- [What this exercise asks]
**a.** In the article on motion systems in the sciences, what do microscopes use translation stages to adjust?
**b.** Return the passage of the motion systems article word for word, starting with "The researchers in" and going on through "the impossible possible.".
**c.** Summarize the article on motion systems in the sciences in two sentences.

- [Extract provided]
◇ ◇ ◇ ◇ ◇

Motion systems are machine components that have been made possible by modern engineering. As part of industrial machine systems, they have become valuable in a variety of fields, including manufacturing and production, as well as material handling and packaging.
In addition to their usefulness in industrial applications, however, motion systems are also important in helping us make sense of our own biology and of the living and material world around us. This is because motion systems are being incorporated into vital instruments used in fields like medicine, life sciences, and physical sciences.
Typically, these motion systems use a set of either linear stages or rotary stages. The difference between these main types of stages is that linear stages move loads in straight lines along the X, Y, and Z axes, while rotary stages allow for rotational motion. As will be discussed below, this movement requires optimum precision and, often, high speed and reliability to ensure desired throughput in certain conditions.
The following are examples of how motion systems are being used in the sciences and are making people’s lives better.
Medicine and Diagnostics
One good example of how motion systems are being used in medicine, diagnostics, and laboratory procedures is their incorporation into automated liquid handling instruments. Because liquid handling in diagnostics and laboratory settings require accuracy and high throughput, automation is often necessary.
The use of robotic liquid handling equipment does not only free laboratory personnel from the laborious and repetitive task of pipetting, it also makes the procedure more efficient and reliable. This is because motion systems are able to combine elements like high speed for increased throughout, jerk control for the prevention of spillage, and precision for the accurate aspiration, movement, and dispensing of even minute amounts of liquids.
The applications of automated liquid handling include drug screenings, genomic DNA sample preparations, immunoassays and processing and aliquoting of blood specimens.
Motion systems are also universally employed in microscopes, which use translation stages in order to adjust the distance between the optical device and the specimens being observed.
As you probably already know, the microscope is employed in various life sciences, including histology, cell biology, microbiology, pathology, botany, and so many others. The use of this instrument—a branch of science known as microscopy—allows researchers to study objects that cannot be visualized by the naked eye alone. This, of course, has led to numerous breakthroughs that have benefited public health and have tremendously increased our understanding of the biological world.
Microscopes are also used in physical sciences like chemistry and the different earth sciences. On top of microscopes, however, many fields of study like photonics and optics also use instruments with integrated motion systems. Photonics is the branch of science concerned with the study of light in general, while optics, a closely related field, is a branch of physics that studies the properties and behavior of light.
The researchers in these fields are responsible for an array of discoveries and innovations that we in the modern world enjoy today. These advances include medical screening and treatment equipment, fiber optic technologies and the Internet itself, defense and safety technologies, and various consumer goods that are designed to provide entertainment or improve people’s quality of life.
Motion systems are an integral part of modern machinery. With the help of these components, fields like medicine, life sciences, physical sciences, and an array of industrial disciplines are able to take advantage of machines that make the impossible possible.

◇ ◇ ◇ ◇ ◇

[Stored records]
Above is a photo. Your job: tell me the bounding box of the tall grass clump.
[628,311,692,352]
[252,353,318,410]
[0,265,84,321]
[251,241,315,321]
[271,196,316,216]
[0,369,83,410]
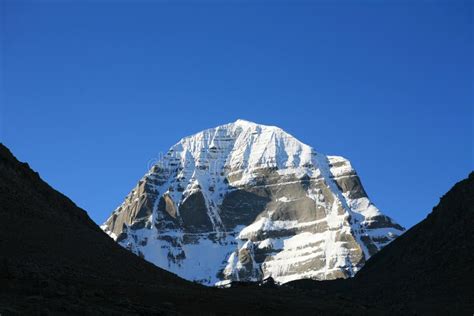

◇ ◇ ◇ ◇ ◇

- [Solutions per task]
**a.** The distance between the optical device and the specimens being observed.

**b.**
The researchers in these fields are responsible for an array of discoveries and innovations that we in the modern world enjoy today. These advances include medical screening and treatment equipment, fiber optic technologies and the Internet itself, defense and safety technologies, and various consumer goods that are designed to provide entertainment or improve people’s quality of life.
Motion systems are an integral part of modern machinery. With the help of these components, fields like medicine, life sciences, physical sciences, and an array of industrial disciplines are able to take advantage of machines that make the impossible possible.

**c.** Motion systems typically use linear stages, which move loads in straight lines along the X, Y, and Z axes, or rotary stages, which allow rotational motion, and they are valuable in industry and increasingly built into instruments for medicine, life sciences, and physical sciences. Examples include automated liquid handling instruments that make laboratory procedures more efficient and reliable, microscopes that use translation stages, and instruments used in photonics and optics.